Find every line below where the string "forehead" shows up, and copy those lines.

== Exercise data ==

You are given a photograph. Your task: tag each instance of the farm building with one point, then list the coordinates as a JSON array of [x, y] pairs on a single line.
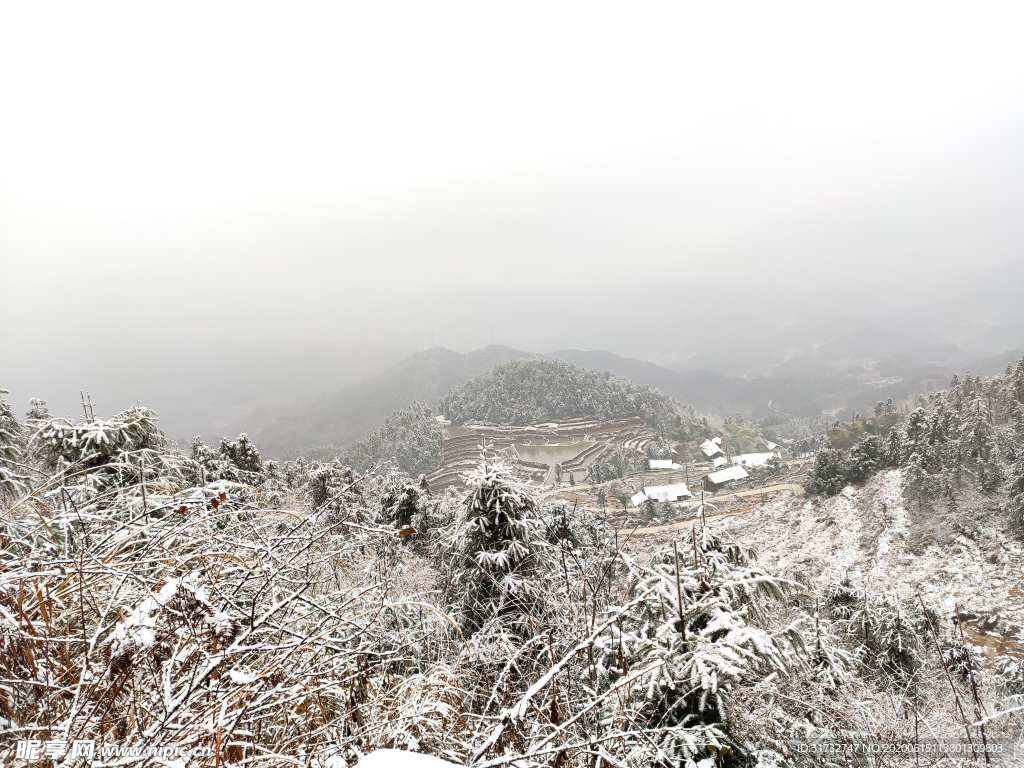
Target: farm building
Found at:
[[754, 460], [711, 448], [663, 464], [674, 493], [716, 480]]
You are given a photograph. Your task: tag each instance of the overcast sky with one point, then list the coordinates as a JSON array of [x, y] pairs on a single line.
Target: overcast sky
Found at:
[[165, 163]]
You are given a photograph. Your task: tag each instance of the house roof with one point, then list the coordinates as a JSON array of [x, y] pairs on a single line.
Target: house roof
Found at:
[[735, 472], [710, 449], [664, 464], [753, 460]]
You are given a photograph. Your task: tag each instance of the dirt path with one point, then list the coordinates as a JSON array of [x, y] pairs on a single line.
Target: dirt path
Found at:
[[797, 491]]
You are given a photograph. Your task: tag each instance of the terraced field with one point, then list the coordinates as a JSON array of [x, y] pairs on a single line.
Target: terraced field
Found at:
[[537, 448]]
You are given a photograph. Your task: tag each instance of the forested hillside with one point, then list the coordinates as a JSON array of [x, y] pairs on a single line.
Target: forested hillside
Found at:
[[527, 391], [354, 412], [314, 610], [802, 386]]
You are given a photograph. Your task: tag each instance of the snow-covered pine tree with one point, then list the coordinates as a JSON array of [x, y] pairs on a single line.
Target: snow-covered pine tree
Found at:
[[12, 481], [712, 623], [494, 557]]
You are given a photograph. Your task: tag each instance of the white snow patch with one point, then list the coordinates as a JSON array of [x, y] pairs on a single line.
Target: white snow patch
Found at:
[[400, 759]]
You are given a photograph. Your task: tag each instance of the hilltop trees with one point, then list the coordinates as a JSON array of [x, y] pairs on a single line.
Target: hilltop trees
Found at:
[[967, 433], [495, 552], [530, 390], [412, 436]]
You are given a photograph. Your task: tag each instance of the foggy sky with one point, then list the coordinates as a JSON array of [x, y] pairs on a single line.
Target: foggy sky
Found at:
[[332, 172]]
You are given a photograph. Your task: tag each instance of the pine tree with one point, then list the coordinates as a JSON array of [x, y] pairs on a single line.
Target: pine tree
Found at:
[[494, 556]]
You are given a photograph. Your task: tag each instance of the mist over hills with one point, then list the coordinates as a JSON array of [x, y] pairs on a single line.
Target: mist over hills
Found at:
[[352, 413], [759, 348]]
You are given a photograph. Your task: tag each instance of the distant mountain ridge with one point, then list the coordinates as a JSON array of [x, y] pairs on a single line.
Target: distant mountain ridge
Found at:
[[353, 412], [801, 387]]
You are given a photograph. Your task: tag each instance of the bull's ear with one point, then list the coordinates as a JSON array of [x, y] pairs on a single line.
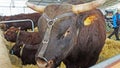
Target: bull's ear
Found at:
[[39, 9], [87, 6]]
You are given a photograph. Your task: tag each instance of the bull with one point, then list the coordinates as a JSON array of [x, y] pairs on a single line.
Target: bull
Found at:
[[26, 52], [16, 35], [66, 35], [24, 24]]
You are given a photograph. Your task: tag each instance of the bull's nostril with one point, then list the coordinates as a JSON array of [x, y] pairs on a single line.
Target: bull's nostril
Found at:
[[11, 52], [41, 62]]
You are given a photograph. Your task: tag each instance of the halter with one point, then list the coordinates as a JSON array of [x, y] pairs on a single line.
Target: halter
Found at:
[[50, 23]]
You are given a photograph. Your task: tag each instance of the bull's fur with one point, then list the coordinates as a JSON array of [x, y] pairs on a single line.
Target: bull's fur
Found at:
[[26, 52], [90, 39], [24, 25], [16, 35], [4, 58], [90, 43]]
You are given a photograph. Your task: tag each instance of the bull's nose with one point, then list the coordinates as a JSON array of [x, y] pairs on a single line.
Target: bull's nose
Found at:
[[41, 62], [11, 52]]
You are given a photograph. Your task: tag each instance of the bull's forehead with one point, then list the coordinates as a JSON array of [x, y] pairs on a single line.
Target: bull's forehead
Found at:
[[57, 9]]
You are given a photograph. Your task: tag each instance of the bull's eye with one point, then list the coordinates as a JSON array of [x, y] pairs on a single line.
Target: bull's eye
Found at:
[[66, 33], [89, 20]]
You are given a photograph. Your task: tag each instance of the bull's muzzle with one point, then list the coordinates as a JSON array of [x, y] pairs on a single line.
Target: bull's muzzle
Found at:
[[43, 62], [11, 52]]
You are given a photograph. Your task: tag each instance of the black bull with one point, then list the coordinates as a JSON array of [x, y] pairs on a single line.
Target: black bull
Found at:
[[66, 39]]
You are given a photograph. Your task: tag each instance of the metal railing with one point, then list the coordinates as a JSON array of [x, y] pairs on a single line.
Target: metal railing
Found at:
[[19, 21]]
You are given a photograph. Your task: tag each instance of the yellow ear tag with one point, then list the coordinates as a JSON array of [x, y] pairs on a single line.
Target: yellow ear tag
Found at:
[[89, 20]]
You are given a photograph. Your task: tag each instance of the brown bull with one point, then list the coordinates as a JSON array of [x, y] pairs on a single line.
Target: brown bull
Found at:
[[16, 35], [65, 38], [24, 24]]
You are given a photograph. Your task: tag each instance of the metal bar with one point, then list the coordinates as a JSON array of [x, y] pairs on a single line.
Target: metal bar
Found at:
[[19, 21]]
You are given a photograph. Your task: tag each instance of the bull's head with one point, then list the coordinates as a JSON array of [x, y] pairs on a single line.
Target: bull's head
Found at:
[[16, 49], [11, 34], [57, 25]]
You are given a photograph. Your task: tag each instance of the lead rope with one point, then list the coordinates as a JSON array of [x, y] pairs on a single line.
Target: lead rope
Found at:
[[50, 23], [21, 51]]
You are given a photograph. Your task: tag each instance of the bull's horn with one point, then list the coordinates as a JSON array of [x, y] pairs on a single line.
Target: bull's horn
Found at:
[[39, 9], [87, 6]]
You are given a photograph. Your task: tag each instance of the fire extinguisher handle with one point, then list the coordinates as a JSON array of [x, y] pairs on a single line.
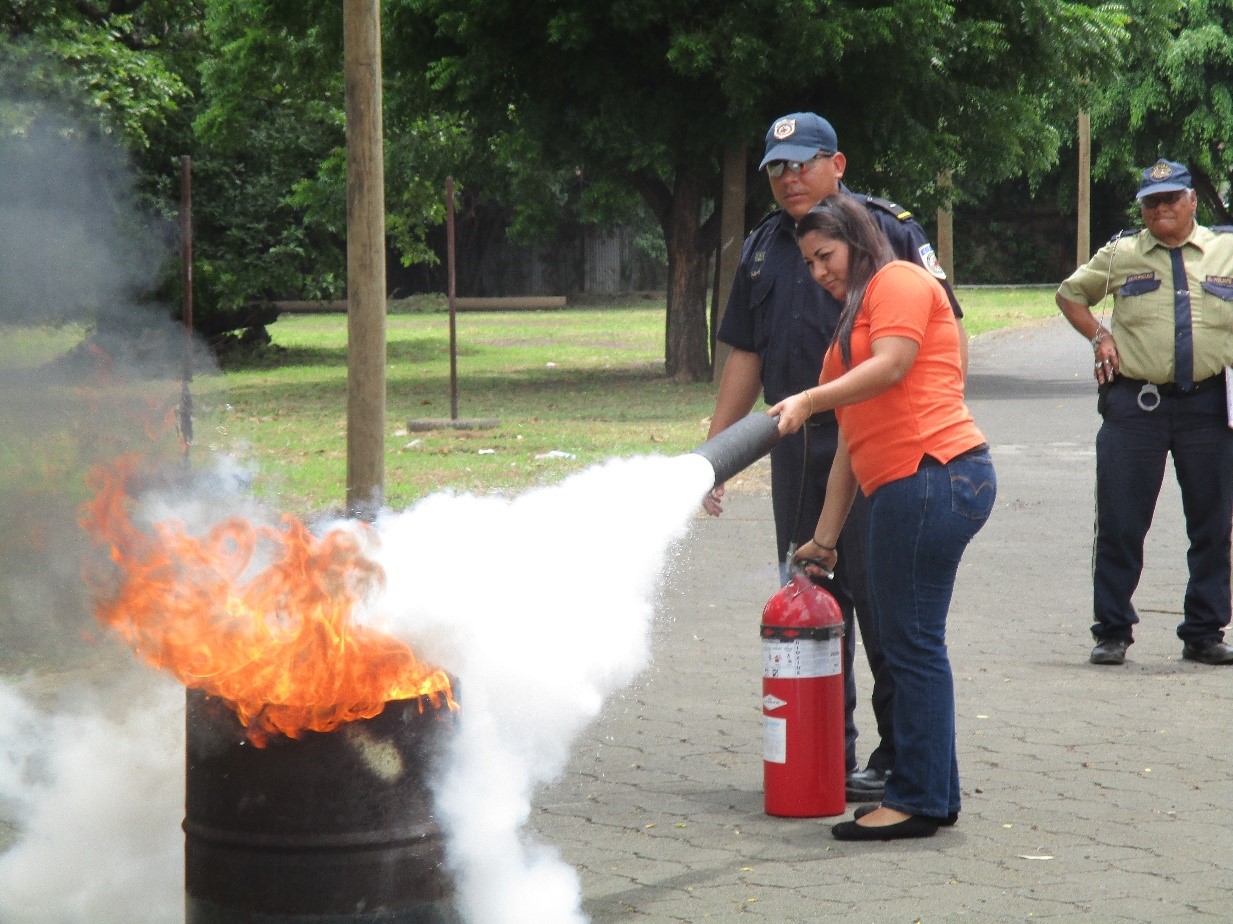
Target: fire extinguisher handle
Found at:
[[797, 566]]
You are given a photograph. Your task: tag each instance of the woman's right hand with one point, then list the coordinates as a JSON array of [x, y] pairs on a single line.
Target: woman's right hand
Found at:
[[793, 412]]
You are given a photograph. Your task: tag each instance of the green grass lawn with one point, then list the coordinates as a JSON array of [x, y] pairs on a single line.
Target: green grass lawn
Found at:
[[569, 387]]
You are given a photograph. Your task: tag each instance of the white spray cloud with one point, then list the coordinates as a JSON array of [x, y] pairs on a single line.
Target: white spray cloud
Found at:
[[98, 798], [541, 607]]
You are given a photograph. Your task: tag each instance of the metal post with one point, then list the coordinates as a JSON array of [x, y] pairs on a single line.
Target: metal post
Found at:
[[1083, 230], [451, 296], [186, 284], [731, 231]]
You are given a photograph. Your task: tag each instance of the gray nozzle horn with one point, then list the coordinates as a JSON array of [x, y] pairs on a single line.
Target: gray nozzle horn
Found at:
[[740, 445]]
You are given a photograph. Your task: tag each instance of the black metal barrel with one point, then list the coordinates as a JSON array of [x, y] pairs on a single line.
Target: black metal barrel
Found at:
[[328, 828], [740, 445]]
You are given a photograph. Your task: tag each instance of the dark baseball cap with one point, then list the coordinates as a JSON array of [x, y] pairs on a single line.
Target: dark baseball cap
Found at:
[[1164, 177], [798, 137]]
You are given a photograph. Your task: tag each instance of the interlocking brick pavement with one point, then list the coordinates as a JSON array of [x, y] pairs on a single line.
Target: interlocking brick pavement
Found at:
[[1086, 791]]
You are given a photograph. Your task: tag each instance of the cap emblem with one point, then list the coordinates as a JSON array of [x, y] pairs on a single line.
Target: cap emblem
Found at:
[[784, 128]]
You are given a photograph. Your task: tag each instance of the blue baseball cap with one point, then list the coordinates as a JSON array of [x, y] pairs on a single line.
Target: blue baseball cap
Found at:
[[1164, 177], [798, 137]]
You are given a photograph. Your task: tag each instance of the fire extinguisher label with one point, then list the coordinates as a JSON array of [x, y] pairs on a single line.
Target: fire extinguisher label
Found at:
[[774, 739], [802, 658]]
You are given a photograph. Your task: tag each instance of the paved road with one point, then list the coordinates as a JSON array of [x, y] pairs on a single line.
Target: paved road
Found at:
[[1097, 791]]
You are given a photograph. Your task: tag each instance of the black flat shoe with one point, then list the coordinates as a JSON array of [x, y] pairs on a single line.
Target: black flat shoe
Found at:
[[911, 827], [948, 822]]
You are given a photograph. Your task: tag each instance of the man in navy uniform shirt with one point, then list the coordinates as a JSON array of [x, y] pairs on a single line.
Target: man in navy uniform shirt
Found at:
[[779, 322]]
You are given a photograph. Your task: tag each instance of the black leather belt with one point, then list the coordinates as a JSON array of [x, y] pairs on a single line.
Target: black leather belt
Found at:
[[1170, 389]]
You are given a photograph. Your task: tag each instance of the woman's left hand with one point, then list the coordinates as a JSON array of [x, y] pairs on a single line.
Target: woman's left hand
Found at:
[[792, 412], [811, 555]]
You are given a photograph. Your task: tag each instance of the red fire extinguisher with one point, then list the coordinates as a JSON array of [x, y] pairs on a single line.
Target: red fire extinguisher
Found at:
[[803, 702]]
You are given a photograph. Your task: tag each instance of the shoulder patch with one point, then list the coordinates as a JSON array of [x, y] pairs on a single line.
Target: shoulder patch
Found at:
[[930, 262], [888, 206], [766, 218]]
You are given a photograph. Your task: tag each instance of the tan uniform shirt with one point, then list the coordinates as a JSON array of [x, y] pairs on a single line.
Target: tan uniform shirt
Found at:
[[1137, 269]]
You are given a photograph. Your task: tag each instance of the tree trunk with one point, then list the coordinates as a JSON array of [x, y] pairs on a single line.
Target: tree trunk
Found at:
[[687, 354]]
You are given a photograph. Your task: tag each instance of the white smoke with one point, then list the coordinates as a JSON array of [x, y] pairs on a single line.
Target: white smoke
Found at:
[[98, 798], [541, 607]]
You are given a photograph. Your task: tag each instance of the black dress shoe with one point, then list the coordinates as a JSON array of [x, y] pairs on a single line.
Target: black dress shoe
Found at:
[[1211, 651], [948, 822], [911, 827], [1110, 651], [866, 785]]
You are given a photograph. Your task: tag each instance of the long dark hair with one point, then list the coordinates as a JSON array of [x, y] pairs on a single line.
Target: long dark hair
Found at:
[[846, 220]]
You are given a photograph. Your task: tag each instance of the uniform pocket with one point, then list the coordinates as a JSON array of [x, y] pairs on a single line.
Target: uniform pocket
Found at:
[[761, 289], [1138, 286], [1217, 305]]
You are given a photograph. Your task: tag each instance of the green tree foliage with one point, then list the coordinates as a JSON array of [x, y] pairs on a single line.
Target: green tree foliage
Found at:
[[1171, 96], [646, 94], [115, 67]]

===

Exercise output -
You are given a photograph. Your task: tag each instance of the bull's forehead with one point, then list the coordinates as a JSON array of [x, y] pairs on a single line.
Target: bull's forehead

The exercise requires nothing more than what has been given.